**Tasks to perform**
1. From the entries, copy out the lines between the one holding "--target concrete barrier" and the one holding "Provide the mask of each instance of the concrete", inclusive, reproducing them unchanged.
2. Can you write the next part of the cluster setup walkthrough, picking up after its final sentence?

**Passage**
#####

Next, start the pcsd service on both nodes:
1
[cirax@node01 ~]$ sudo systemctl start pcsd


[cirax@node02 ~]$ sudo systemctl start pcsd
Since we will configure all nodes from one point, we need to authenticate on all nodes before we are allowed to change the configuration. Use the previously configured hacluster user and password to do this.

[cirax@node01 ~]$ sudo pcs cluster auth node01 node02
 Username: hacluster
 Password:
 node01: Authorized
 node02: Authorized
From here, we can control the cluster by using PCS from node01. It’s no longer required to repeat all commands on both nodes (imagine you need to configure a 100-node cluster without automation).
Create the cluster and add nodes
We’ll start by adding both nodes to a cluster named cluster_web:

[cirax@node01 ~]$ sudo pcs cluster setup --name cluster_web node01 node02
 ...
 node01: Succeeded
 node02: Succeeded
The above command creates the cluster node configuration in /etc/corosync.conf. The syntax in that file is quite readable in case you would like to automate/script this.

#####

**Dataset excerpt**

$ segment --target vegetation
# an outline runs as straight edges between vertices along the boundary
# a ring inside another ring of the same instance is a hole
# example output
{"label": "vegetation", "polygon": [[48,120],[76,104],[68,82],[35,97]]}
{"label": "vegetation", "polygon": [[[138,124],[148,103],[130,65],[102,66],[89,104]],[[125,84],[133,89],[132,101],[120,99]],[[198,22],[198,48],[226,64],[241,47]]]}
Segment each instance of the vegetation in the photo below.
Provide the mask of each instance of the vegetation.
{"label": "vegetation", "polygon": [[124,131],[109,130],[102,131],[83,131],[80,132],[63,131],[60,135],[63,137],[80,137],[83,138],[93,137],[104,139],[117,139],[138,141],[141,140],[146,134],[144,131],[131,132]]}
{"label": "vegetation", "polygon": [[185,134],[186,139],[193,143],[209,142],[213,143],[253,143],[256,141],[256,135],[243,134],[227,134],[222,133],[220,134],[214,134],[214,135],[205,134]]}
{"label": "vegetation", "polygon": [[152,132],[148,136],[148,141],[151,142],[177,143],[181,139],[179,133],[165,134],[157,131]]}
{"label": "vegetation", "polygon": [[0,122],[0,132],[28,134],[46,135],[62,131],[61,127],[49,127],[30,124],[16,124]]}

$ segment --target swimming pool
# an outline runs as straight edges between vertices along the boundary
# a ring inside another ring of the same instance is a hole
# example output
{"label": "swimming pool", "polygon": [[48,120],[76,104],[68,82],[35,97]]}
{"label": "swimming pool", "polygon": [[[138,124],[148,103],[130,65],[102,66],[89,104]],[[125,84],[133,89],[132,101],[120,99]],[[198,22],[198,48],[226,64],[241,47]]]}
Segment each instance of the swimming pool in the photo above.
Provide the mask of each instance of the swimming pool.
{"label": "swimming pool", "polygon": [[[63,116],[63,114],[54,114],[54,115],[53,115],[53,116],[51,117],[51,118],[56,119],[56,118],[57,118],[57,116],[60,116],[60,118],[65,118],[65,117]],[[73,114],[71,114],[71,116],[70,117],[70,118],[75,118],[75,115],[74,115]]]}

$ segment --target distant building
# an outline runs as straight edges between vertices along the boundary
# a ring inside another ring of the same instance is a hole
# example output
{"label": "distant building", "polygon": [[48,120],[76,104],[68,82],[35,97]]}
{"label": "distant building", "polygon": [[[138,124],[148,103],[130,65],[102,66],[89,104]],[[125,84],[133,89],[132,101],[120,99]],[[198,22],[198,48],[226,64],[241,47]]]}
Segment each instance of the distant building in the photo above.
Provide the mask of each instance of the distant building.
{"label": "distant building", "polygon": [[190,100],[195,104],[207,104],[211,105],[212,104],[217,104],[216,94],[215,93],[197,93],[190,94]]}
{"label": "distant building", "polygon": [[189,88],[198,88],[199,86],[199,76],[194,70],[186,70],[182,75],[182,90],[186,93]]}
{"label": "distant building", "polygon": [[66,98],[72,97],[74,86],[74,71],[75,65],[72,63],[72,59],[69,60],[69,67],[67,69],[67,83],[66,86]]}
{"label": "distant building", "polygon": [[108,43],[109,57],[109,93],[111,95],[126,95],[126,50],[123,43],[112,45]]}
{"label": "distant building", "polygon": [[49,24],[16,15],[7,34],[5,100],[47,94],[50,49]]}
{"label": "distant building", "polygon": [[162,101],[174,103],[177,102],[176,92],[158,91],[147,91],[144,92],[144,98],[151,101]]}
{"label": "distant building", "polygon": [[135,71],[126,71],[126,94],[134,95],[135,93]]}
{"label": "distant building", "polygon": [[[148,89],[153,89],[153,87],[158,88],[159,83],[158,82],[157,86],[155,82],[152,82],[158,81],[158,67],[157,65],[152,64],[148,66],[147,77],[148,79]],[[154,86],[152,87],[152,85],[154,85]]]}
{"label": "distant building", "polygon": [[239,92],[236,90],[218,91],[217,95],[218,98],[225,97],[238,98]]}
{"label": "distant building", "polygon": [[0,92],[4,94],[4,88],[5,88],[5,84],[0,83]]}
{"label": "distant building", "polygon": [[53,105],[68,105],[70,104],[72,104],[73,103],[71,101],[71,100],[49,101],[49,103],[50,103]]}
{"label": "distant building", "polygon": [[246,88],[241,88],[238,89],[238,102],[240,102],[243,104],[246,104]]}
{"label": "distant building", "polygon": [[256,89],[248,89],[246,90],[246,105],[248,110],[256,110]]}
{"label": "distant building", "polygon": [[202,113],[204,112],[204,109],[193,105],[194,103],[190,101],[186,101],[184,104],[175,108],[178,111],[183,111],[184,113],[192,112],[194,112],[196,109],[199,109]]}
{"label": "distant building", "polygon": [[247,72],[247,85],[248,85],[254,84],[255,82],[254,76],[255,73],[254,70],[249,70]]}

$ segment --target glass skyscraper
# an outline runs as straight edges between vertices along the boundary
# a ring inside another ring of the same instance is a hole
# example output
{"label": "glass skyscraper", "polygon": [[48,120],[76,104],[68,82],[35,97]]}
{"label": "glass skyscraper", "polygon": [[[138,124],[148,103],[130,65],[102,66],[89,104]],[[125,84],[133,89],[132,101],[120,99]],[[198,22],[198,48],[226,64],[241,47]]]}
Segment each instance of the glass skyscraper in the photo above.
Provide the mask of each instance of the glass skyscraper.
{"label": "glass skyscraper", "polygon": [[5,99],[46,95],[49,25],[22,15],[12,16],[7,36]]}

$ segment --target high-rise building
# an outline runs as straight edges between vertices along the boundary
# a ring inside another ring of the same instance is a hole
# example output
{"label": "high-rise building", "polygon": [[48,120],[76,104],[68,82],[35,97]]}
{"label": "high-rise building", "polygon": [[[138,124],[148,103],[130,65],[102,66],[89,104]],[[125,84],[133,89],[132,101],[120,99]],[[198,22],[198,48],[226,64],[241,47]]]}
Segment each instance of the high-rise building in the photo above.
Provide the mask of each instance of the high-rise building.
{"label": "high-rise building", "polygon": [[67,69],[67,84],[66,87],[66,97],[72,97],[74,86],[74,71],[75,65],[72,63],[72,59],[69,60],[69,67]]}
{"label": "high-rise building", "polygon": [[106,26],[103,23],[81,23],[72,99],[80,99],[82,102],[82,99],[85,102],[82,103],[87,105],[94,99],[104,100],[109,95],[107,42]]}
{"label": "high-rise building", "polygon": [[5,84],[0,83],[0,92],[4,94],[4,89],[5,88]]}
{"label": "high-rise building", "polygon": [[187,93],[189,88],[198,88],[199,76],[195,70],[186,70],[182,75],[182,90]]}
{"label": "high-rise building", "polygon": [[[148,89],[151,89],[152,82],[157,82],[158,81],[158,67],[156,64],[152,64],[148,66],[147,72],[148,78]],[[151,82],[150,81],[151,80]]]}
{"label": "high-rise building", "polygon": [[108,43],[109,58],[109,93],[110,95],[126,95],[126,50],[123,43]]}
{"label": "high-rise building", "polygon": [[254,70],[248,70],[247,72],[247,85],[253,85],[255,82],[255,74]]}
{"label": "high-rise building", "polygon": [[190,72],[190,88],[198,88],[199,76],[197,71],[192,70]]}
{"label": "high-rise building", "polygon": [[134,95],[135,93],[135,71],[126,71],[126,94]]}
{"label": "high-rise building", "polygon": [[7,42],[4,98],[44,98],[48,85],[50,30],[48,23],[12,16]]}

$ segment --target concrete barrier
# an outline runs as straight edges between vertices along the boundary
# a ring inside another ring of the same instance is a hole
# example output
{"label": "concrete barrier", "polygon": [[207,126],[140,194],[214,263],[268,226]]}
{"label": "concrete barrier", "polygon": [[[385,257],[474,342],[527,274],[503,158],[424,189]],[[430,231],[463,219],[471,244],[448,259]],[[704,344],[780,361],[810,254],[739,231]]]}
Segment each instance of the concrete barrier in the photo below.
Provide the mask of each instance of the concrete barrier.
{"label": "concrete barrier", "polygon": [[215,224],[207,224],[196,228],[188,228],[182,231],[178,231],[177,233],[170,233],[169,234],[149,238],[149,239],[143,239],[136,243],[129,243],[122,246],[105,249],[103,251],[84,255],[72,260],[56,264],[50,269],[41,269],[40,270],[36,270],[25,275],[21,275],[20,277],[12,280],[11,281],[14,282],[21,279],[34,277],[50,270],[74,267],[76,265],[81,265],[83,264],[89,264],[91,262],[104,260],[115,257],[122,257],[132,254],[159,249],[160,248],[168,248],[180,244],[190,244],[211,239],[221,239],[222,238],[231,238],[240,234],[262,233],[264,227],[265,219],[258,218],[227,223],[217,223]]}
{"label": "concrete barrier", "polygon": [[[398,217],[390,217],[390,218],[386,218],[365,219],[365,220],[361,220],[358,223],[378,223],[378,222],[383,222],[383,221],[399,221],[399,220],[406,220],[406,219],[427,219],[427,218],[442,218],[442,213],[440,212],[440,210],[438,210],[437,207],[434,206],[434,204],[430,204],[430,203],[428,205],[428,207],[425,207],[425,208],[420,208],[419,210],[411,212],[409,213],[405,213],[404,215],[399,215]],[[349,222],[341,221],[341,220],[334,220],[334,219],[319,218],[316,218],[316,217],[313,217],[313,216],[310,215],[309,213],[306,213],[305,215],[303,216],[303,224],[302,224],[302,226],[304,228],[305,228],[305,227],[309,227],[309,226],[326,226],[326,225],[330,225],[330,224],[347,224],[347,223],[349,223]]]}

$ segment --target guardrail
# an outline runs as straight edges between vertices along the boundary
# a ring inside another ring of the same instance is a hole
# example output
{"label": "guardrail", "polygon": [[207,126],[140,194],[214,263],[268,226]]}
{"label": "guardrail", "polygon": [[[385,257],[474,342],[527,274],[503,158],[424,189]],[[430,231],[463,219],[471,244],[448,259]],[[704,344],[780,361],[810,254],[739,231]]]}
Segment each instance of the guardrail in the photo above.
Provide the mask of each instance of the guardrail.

#####

**Answers provided**
1.
$ segment --target concrete barrier
# an outline runs as straight edges between vertices along the boundary
# a ring inside another ring of the same instance is a hole
# example output
{"label": "concrete barrier", "polygon": [[207,126],[140,194],[214,263],[268,226]]}
{"label": "concrete barrier", "polygon": [[[385,257],[474,342],[527,274],[503,158],[424,189]],[[430,231],[463,219],[471,244],[448,259]],[[704,344],[780,361],[810,254],[739,231]]]}
Segment each instance of the concrete barrier in the photo below.
Provide the mask of each instance of the concrete barrier.

2.
After creating the cluster and adding nodes to it, we can start it. The cluster won’t do a lot yet since we didn’t configure any resources.

[cirax@node01 ~]$ sudo pcs cluster start --all
 node02: Starting Cluster...
 node01: Starting Cluster...
You could also start the pacemaker and corosync services on both nodes (as will happen at boot time) to accomplish this.
To check the status of the cluster after starting it:

[cirax@node01 ~]$ sudo pcs status cluster
 Cluster Status:
 Last updated: Fri Aug 22 11:07:32 2014
 Last change: Fri Aug 22 11:03:45 2014 via cibadmin on node01
 Stack: corosync
 Current DC: node01 (1) - partition with quorum
 Version: 1.1.10-32.el7_0-368c726
 2 Nodes configured
 1 Resources configured
To check the status of the nodes in the cluster:

[cirax@node01 ~]$ sudo pcs status nodes
 Pacemaker Nodes:
 Online: node01 node02
 Standby:
 Offline:


[cirax@node01 ~]$ sudo corosync-cmapctl | grep members
 runtime.totem.pg.mrp.srp.members.1.config_version (u64) = 0
 runtime.totem.pg.mrp.srp.members.1.ip (str) = r(0) ip(192.168.202.101)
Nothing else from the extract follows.